[BEGIN Data]

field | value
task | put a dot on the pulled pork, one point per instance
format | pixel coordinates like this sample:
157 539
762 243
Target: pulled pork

[END Data]

**Exercise prompt**
Rewrite the data above with every "pulled pork" changed to "smoked brisket", keeping everything else the same.

**Task result**
field | value
task | put a dot on the smoked brisket, one point per instance
format | pixel coordinates like this sample:
157 539
762 243
Target: smoked brisket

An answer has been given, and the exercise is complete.